(SET TASKS)
**1.** In the bullroarer text, where did the expedition find H.S. 6649a stored?
**2.** Reproduce word for word the part of the bullroarer text starting at "PNG18 - ethnographic" and ending at "the secret slit-gongs.".

(EXCERPTED TEXT)
------
PNG18 - ethnographic attestation
Iatmul / Mindimbit
Papua New Guinea - East Sepik - Oceania - Sahul
Function not recorded
Source term: Schwirrholz; bullroarer / sacred flute / slit-gong
Schwirrholz: Reche’s German term for bullroarer. wagan: Iatmul avenging clan-spirits whose voices are the secret slit-gongs.
At Mindimbit on the Middle Sepik, Otto Reche documented a bullroarer whose construction and performance leave no ambiguity about the identification. H.S. 6649a was a 37.5-centimetre carved blade with a twisted-bast cord and a short wooden handle. Its forked cord mount kept the line aligned as the blade rotated, and when swung it produced what Reche called a very deep, humming tone. The expedition found it stored inside the belly of a large woven crocodile. Reche’s paired engraving shows the patterned front and back. A second plate depicts the monumental 140-centimetre H.S. 6596 from Mụåńgêm, which Reche judged very probably also a bullroarer and interpreted as a formal embodiment of the initiation spirit. Bateson’s later Iatmul account places bullroarers with flutes in the earlier men’s initiation ceremonies, while the slit-gongs called wagan belonged to the more serious secret rites.
------
(A run of records)
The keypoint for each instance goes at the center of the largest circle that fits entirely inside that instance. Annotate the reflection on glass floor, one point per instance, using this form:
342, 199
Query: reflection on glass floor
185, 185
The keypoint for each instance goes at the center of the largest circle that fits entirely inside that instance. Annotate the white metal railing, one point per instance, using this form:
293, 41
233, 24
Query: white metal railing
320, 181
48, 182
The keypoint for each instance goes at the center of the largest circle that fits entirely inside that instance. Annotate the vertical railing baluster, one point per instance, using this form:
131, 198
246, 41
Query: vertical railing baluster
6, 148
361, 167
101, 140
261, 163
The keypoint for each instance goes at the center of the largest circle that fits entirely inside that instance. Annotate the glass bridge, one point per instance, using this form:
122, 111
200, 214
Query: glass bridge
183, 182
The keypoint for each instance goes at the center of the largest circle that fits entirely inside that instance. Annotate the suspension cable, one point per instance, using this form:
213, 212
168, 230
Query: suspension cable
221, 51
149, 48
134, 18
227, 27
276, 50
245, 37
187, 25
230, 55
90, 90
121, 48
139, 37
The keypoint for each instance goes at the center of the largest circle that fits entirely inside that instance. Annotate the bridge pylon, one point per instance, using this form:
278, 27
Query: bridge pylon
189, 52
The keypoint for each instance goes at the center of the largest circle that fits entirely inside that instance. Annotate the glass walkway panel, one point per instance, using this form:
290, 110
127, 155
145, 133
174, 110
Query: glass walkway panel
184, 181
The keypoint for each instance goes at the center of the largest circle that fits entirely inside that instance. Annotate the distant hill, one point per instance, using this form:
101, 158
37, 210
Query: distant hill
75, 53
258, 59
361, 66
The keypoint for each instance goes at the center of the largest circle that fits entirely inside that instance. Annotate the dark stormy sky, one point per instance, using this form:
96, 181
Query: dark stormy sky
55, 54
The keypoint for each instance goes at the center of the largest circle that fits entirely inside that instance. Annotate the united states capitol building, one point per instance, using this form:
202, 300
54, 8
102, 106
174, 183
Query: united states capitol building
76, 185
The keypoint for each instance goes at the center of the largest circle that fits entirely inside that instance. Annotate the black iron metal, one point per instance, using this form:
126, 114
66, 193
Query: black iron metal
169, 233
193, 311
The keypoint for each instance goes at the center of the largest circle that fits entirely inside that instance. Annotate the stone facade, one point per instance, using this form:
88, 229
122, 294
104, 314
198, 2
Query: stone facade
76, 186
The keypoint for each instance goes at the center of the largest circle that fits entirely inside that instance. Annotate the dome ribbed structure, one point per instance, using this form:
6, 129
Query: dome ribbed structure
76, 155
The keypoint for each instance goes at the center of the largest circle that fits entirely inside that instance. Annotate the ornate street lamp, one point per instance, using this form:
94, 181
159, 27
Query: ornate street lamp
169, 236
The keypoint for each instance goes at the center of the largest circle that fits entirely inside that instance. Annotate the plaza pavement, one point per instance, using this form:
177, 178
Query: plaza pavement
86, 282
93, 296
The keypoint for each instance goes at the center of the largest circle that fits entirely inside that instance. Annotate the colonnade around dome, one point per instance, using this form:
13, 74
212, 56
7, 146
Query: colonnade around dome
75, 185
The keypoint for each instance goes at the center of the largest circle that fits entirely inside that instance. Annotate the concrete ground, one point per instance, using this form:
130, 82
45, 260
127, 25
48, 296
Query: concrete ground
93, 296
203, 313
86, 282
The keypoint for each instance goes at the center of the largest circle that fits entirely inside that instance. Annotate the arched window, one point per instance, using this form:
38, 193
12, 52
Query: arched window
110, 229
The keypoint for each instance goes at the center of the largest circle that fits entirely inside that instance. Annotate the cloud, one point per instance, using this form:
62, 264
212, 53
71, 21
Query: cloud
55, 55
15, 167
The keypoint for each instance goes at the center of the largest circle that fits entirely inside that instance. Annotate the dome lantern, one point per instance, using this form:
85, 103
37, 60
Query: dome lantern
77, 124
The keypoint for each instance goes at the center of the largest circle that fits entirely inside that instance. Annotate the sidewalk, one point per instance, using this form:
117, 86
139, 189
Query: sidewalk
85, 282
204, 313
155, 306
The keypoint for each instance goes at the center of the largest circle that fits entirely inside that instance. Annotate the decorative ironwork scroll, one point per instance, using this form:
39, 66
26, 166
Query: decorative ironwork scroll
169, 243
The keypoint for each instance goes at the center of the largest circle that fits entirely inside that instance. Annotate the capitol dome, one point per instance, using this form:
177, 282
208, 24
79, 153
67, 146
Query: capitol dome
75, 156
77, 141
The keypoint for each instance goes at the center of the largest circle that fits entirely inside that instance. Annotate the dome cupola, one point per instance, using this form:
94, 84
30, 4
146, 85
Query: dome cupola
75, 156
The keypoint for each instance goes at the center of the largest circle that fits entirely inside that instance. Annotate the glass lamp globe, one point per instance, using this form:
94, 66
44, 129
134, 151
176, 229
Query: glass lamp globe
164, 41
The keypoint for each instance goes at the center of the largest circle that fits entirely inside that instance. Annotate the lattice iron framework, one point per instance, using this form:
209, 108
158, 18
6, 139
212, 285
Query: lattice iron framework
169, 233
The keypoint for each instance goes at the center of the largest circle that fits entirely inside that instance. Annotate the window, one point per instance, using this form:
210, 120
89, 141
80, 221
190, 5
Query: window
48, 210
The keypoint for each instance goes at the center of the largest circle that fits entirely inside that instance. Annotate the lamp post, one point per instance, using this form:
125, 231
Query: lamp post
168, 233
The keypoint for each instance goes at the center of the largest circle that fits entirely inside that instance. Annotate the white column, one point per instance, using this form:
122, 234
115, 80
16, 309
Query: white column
------
(WORKED ANSWERS)
**1.** Inside the belly of a large woven crocodile.

**2.**
PNG18 - ethnographic attestation
Iatmul / Mindimbit
Papua New Guinea - East Sepik - Oceania - Sahul
Function not recorded
Source term: Schwirrholz; bullroarer / sacred flute / slit-gong
Schwirrholz: Reche’s German term for bullroarer. wagan: Iatmul avenging clan-spirits whose voices are the secret slit-gongs.